◆ Parts of the exercise:
A. In the report on falling HIV infection rates, rewrite the part from "The UN body's" to "to the report.", changing "historic gains" to "major gains".
B. Answer these questions using the report on falling HIV infection rates.
(i) How many new HIV infections were there worldwide last year?
(ii) Which three countries does the report list as having achieved declines of more than 50%?
(iii) By what percentage did Rwanda cut AIDS-related deaths?
C. Continue the report on the UNAIDS World AIDS Day findings, starting after its final sentence.

Twenty five low- and middle-income countries, including Rwanda, have managed to halve their rate of new HIV infections since 2001, UNAIDS said in its annual report on the state of the global pandemic.
The UN body's World AIDS Day Report 2012 shows that in the last ten years, the landscape of national HIV epidemics has changed dramatically, for the better in most countries, especially in sub-Saharan Africa.
Countries are making historic gains towards ending the AIDS epidemic: 700,000 fewer new HIV infections across the world in 2011 than in 2001, it says.
Rwanda, Gabon, and Togo, are some of the countries which achieved significant declines of more than 50%, according to the report.
"We are moving from despair to hope," Michel Sidibe, the Executive Director of UNAIDS, said in Geneva, pointing out that around half of all reductions in new HIV infections in the past two years had been among children.
"It is becoming evident that achieving zero new HIV infections in children is possible," he said.
Globally, new HIV infections fell to 2.5 million last year from 2.6 million in 2010 and represented a 20-percent drop from 2001, according to UNAIDS.
"The pace of progress is quickening. What used to take a decade is now being achieved in 24 months," Sidibe said.
Particular progress had been made in bringing down the number of children newly infected with HIV.
Last year, 330,000 children worldwide were infected with the virus that causes AIDS, down from 370,000 in 2010, and 43 percent fewer than in 2003.
And in sub-Saharan Africa -- a region that is today home to 90 percent of the world's infected youngsters -- the number of children newly infected with the virus dropped by 24 percent between 2009 and 2011 alone.
Sub-Saharan Africa has cut the number of people dying of AIDS-related causes by 32% between 2005 and 2011.
In 2011, 1.7 million people died from AIDS-related causes worldwide -- down 24 percent from 2005 and nearly six percent below the 2010 level, according to the report released ahead of this year's World AIDS Day marked on December 1.
Rwanda cut AIDS related death by 68%, Burundi by 51% while Kenya registered 71,000 fewer death and 48,000 in Tanzania, while Botswana one of the region's countries with smaller populations but high HIV prevalence cut AIDS-related deaths reduced by 71%.

Natural-language object grounding data
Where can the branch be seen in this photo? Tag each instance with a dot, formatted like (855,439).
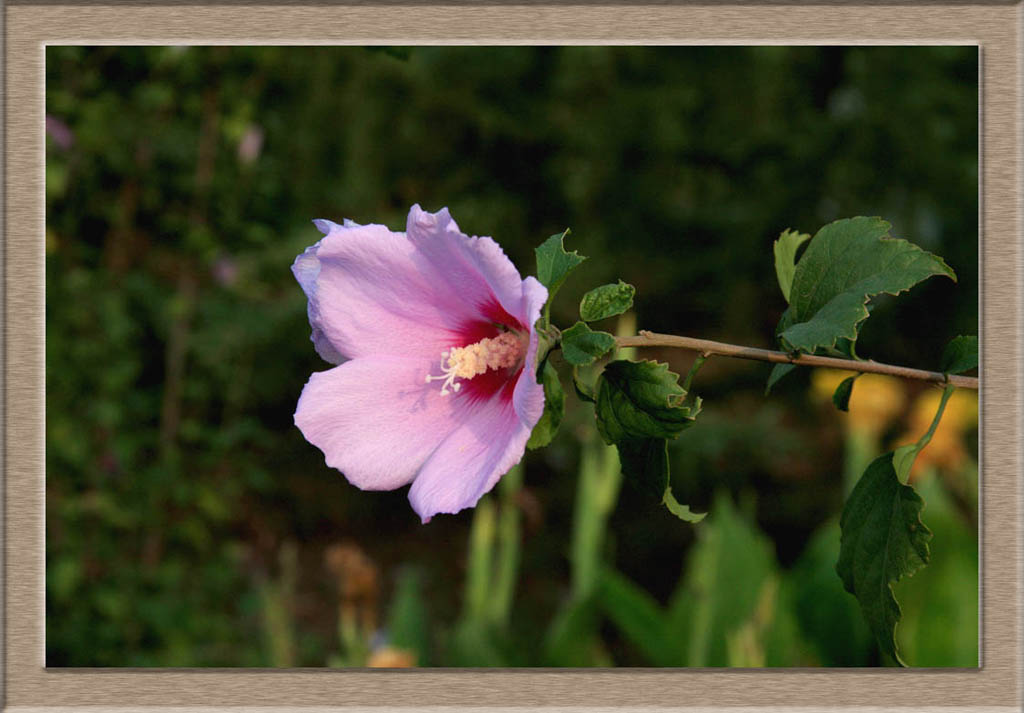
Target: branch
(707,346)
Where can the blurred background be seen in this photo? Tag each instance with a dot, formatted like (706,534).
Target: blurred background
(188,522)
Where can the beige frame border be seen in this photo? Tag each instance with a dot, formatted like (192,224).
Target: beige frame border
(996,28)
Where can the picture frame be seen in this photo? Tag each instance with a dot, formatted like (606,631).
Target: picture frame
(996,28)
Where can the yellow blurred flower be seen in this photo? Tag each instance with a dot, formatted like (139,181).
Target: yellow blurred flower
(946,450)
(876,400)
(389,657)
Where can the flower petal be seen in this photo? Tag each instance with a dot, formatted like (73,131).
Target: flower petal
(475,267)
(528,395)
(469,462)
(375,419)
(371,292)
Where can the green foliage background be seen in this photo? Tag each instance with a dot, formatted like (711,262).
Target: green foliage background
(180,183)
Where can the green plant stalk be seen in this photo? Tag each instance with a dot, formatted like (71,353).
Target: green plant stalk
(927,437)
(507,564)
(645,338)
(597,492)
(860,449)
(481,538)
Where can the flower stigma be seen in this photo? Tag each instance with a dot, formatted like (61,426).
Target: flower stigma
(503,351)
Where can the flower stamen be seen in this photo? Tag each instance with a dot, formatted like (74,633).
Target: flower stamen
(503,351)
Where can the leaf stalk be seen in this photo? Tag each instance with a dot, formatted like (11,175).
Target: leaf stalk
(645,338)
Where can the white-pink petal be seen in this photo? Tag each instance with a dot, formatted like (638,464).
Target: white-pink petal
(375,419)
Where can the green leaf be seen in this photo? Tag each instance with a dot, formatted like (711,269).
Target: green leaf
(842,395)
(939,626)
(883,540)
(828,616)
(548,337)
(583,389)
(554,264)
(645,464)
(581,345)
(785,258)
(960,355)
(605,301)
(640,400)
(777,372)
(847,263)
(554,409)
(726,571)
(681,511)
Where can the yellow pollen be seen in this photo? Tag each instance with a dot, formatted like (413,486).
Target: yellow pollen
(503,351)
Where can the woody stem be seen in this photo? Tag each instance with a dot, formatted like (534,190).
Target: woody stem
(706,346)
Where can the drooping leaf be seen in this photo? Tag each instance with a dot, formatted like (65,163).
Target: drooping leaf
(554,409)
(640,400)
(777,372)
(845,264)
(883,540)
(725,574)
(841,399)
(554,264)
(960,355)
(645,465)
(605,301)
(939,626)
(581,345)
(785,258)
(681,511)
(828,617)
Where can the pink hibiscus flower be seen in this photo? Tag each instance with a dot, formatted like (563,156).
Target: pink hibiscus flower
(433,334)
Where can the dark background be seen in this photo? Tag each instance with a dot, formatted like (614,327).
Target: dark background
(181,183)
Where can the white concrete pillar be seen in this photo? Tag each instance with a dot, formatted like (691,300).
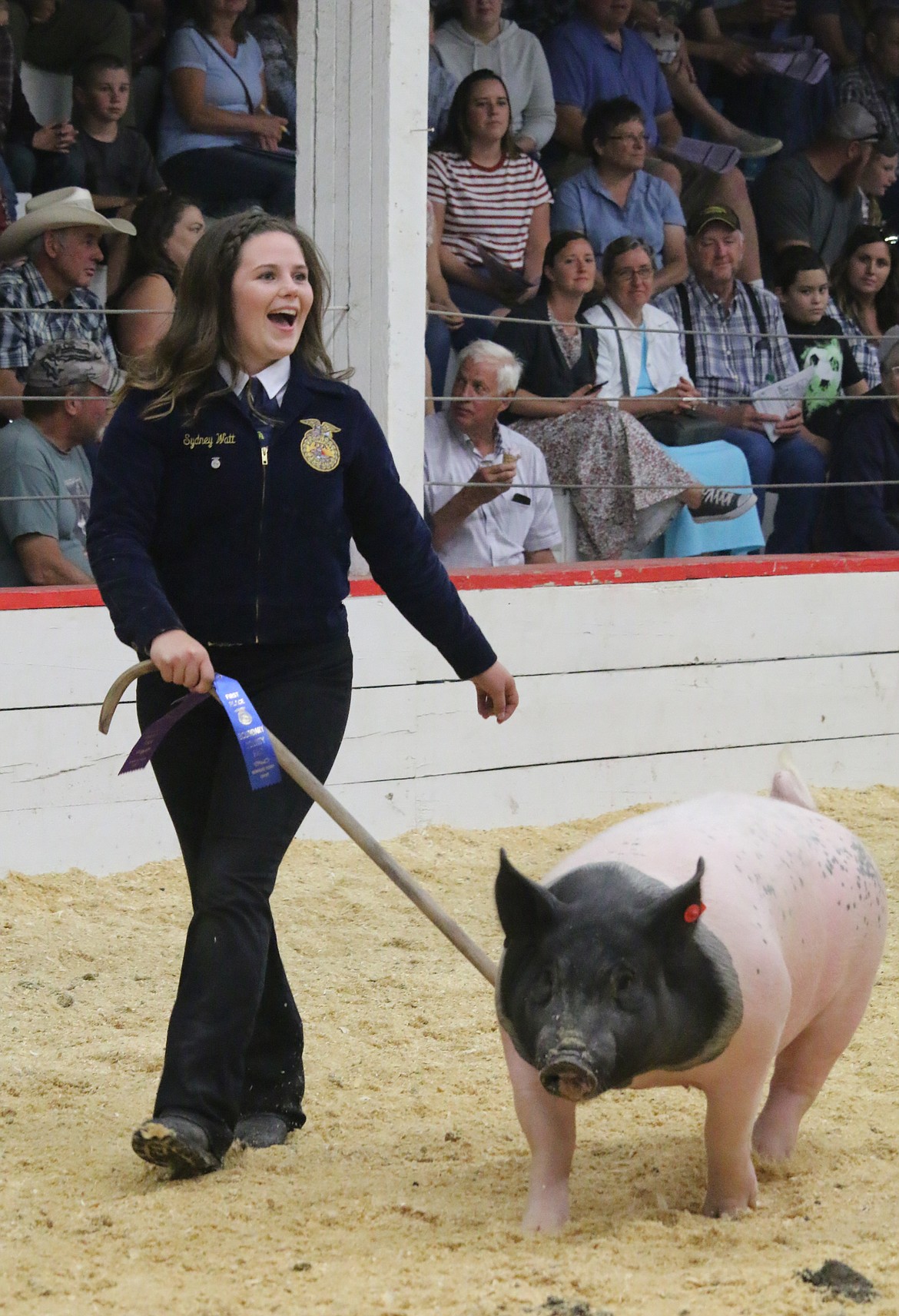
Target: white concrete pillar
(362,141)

◆ Outputs in order:
A.
The UN body's World AIDS Day Report 2012 shows that in the last ten years, the landscape of national HIV epidemics has changed dramatically, for the better in most countries, especially in sub-Saharan Africa.
Countries are making major gains towards ending the AIDS epidemic: 700,000 fewer new HIV infections across the world in 2011 than in 2001, it says.
Rwanda, Gabon, and Togo, are some of the countries which achieved significant declines of more than 50%, according to the report.

B.
(i) 2.5 million
(ii) Rwanda, Gabon, and Togo
(iii) 68%

C.
Despite the general progress, however, the number of people living with HIV rose slightly last year to 34 million, up from 33.5 million in 2010, according to the report.
In sub-Saharan Africa the number of people dying from AIDS-related causes fell by 32 percent, or from 1.8 to 1.2 million, between 2005 and 2011.
While most of the world has made great strides in the battle against HIV and AIDS, UNAIDS lamented that Eastern Europe and Central Asia had seen a 21-percent hike in AIDS-linked deaths between 2005 and 2011, when 92,000 people died.
Overall, UNAIDS credited the drop in Aids-related deaths to greater access to antiretroviral therapy and the steady decline in HIV incidence since the peak in 1997.
The report lists Rwanda among five countries in the region that have achieved more than 80% coverage of HIV treatment. The others are Botswana, Namibia, Swaziland and Zambia.
Since 1995, antiretroviral therapy has saved 14 million life years in low- and middle-income countries, including nine million in sub-Saharan Africa.
On HIV testing, it says people seeking to know their status is growing.
In Rwanda for instance, nearly 39% of adult women were tested for HIV in 2010, compared to about 12% in 2005.
The report contends that scaling up voluntary medical male circumcision has the potential to prevent an estimated one in five new HIV infections in Eastern and Southern Africa by 2025.
Nevertheless, countries allocate relatively few resources towards this service-less than 2% of total HIV expenditure in six of the 14 priority countries where data is available.
But in six countries- Rwanda, Malawi, Mozambique, Namibia, Uganda and Zimbabwe-less than 5% of the target number of men had been voluntarily circumcised by end of 2011.
In Kenya nearly 54% of adults in the Nyanza province have been circumcised and more than 20% in Ethiopia and Swaziland.
It paints grim picture on changing sexual behaviour. It notes that Rwanda is among the countries, where sexual risk behaviour is increasing, highlighting the need to intensify support for behaviour change efforts.